▶ Problem requirements
Pick out every line in the rows below that contains the word "snow" and copy each one out.

▶ Provided records
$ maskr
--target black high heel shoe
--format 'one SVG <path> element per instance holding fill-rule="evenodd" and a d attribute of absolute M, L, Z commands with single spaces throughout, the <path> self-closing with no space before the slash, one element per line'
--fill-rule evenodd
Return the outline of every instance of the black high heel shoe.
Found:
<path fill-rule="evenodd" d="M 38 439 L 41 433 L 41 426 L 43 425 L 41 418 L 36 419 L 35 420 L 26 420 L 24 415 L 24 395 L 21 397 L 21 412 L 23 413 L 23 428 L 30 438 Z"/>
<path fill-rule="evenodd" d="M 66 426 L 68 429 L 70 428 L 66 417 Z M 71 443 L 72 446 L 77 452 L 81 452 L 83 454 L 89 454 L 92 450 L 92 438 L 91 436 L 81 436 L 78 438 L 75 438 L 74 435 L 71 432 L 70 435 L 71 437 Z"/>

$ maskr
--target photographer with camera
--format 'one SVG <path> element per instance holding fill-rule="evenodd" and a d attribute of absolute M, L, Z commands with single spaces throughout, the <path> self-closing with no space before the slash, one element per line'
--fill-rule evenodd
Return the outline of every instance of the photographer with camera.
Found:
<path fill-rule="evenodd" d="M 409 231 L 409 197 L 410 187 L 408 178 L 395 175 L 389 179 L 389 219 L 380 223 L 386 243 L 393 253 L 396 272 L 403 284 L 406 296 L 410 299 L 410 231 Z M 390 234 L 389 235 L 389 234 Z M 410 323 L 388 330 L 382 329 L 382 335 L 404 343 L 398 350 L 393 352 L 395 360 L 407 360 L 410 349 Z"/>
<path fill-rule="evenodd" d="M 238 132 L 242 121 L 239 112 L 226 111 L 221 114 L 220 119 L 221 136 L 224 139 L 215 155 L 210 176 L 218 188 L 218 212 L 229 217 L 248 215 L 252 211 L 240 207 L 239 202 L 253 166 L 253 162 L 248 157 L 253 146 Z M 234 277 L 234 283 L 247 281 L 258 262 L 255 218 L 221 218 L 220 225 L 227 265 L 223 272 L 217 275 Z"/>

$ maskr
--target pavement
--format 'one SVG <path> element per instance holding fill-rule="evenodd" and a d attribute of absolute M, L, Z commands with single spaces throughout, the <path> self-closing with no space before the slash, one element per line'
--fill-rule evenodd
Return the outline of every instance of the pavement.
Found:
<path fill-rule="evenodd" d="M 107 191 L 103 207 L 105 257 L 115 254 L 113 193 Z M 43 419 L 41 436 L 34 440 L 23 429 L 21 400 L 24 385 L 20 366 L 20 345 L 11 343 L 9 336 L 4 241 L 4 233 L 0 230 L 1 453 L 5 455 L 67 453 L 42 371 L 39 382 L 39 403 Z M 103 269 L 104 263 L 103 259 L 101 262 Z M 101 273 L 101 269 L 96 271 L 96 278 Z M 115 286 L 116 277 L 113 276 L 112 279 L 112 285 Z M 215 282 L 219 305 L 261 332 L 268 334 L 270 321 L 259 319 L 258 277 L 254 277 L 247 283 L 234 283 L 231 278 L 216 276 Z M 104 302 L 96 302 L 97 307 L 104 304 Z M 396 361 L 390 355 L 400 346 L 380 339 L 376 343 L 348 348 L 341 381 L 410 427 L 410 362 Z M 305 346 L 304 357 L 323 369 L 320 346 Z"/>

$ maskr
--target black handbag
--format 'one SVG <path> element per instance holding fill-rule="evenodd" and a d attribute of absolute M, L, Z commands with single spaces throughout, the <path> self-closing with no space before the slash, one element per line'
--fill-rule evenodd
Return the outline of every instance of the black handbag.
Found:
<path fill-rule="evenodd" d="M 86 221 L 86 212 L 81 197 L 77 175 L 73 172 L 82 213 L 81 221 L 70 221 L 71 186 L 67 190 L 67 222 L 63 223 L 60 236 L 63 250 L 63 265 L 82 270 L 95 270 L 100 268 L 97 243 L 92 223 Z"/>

---

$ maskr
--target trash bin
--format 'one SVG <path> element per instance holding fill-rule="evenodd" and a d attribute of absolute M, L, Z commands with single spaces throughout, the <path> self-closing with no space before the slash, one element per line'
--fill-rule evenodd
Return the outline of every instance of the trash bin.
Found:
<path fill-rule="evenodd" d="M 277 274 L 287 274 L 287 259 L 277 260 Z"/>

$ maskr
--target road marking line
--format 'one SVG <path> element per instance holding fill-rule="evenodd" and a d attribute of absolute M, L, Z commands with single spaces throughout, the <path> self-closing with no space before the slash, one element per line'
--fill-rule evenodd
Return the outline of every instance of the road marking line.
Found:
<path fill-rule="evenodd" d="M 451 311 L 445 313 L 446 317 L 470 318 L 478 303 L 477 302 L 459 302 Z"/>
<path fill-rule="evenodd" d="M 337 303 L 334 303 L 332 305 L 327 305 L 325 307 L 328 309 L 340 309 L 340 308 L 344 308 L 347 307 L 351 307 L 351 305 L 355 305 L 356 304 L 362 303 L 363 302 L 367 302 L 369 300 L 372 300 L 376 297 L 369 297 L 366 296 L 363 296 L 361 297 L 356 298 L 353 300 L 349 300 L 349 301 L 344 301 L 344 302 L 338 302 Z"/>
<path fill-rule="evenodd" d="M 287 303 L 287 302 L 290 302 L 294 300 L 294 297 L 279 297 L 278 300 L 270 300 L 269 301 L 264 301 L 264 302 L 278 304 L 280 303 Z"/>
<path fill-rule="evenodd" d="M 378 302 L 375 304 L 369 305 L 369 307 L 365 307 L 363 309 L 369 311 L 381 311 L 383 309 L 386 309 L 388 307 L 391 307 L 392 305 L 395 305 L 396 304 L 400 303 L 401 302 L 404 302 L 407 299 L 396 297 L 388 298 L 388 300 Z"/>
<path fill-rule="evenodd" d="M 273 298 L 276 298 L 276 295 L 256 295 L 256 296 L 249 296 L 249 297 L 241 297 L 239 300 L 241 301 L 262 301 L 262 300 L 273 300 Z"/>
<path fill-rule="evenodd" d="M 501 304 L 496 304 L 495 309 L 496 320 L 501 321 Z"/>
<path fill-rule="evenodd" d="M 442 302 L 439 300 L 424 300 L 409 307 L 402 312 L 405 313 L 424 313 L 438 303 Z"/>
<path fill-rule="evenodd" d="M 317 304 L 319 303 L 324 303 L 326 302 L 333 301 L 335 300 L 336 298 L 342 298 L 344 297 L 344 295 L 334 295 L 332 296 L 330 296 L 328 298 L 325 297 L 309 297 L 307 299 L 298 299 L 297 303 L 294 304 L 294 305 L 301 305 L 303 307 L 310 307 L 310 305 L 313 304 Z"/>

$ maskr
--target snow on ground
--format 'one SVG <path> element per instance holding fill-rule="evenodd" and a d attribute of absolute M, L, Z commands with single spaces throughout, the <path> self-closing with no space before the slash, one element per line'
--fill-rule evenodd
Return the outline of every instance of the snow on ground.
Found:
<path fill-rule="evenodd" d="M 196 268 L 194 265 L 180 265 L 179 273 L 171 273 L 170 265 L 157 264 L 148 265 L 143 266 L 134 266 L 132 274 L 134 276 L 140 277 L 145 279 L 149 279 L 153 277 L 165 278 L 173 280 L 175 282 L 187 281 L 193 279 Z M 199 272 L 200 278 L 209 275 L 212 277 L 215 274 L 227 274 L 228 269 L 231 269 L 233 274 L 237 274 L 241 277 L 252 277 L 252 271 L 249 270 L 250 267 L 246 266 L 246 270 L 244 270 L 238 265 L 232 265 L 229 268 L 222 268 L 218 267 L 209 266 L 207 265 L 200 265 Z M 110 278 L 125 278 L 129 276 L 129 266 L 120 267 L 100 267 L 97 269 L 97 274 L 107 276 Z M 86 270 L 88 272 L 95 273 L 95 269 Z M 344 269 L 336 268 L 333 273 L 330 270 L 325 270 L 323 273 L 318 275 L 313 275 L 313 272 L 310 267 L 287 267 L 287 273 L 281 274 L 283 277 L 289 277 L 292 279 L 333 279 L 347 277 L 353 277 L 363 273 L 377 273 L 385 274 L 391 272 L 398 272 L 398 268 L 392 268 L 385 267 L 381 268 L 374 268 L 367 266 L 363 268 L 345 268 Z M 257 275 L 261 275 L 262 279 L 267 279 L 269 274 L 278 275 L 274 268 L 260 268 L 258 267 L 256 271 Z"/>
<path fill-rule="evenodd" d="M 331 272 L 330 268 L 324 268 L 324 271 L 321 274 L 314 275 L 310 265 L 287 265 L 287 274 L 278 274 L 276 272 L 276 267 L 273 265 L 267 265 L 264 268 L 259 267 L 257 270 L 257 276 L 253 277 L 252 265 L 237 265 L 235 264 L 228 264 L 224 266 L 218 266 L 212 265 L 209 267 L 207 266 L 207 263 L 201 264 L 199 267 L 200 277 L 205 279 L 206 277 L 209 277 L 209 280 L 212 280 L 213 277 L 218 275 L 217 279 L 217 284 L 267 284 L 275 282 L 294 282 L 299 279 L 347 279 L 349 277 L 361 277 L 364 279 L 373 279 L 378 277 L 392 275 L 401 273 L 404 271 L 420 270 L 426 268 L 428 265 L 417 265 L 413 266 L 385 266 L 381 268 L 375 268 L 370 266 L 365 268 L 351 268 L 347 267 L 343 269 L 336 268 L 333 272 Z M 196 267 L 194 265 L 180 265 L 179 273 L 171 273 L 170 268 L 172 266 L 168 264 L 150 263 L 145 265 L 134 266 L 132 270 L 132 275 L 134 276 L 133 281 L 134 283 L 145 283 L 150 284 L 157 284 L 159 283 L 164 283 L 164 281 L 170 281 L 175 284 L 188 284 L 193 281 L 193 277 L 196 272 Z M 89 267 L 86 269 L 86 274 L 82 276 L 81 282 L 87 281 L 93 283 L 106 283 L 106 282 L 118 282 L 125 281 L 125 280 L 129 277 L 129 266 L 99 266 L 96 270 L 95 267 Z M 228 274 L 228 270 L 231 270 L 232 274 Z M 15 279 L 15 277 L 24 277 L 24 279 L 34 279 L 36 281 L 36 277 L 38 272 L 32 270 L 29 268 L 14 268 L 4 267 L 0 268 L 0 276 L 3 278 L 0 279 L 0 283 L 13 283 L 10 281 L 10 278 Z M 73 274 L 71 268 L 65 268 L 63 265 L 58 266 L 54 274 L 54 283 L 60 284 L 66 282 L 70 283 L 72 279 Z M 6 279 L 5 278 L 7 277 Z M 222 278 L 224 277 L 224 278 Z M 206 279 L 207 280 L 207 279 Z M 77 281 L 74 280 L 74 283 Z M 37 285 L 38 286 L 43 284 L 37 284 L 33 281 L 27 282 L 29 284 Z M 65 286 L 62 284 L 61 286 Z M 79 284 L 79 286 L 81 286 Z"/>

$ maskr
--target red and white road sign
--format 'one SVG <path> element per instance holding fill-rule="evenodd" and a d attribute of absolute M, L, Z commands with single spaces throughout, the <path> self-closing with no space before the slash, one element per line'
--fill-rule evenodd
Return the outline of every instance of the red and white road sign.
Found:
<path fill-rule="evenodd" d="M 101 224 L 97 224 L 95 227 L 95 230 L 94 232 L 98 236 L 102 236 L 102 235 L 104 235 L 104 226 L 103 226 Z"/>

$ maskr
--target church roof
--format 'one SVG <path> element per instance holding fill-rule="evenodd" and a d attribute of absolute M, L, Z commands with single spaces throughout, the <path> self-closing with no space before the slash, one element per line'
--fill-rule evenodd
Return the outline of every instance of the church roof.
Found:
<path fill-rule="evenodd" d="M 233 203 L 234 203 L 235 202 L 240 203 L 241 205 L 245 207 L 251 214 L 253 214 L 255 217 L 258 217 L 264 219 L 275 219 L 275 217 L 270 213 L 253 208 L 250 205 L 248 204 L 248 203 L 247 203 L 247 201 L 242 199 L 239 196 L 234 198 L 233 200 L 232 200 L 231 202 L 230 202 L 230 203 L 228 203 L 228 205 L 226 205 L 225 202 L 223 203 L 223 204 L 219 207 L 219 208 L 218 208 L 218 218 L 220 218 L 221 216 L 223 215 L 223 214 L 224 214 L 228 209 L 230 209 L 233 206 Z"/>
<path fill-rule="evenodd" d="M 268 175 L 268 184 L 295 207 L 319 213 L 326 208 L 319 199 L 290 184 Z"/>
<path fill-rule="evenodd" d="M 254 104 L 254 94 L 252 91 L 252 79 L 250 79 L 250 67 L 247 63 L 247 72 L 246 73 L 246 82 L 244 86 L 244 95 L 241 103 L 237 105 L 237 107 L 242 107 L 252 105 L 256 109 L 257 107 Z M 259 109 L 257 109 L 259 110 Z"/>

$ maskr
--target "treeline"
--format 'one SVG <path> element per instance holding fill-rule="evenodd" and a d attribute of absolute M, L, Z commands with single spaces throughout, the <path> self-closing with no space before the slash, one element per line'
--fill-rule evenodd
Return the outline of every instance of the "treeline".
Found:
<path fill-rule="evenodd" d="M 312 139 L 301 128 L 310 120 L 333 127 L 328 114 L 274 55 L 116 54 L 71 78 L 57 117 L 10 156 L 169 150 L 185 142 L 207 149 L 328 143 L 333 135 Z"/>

...

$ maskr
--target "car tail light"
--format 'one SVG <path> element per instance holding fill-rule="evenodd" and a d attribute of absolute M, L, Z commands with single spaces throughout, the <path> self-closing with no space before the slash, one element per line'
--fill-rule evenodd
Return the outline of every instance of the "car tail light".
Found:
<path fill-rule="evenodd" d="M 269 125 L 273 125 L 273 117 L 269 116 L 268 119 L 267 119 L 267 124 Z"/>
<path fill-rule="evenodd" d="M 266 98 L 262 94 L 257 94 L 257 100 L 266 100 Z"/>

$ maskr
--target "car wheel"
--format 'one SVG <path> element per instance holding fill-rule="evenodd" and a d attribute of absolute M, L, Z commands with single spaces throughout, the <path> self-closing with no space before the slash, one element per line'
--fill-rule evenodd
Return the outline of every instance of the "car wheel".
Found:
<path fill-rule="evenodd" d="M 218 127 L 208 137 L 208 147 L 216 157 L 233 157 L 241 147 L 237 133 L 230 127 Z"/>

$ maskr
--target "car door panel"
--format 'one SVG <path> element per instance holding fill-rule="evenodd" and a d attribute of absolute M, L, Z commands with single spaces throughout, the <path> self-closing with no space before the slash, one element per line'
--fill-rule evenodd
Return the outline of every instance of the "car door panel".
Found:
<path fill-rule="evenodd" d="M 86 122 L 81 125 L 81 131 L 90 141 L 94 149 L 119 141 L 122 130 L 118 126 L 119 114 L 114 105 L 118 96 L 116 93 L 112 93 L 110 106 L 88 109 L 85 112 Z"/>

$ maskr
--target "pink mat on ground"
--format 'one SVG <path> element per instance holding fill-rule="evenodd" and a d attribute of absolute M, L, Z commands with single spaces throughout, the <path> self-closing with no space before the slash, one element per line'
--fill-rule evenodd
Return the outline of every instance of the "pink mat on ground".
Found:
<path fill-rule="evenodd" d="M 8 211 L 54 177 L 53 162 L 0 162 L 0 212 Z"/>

▶ Reply
--target snow on ground
Return the outline of every instance of the snow on ground.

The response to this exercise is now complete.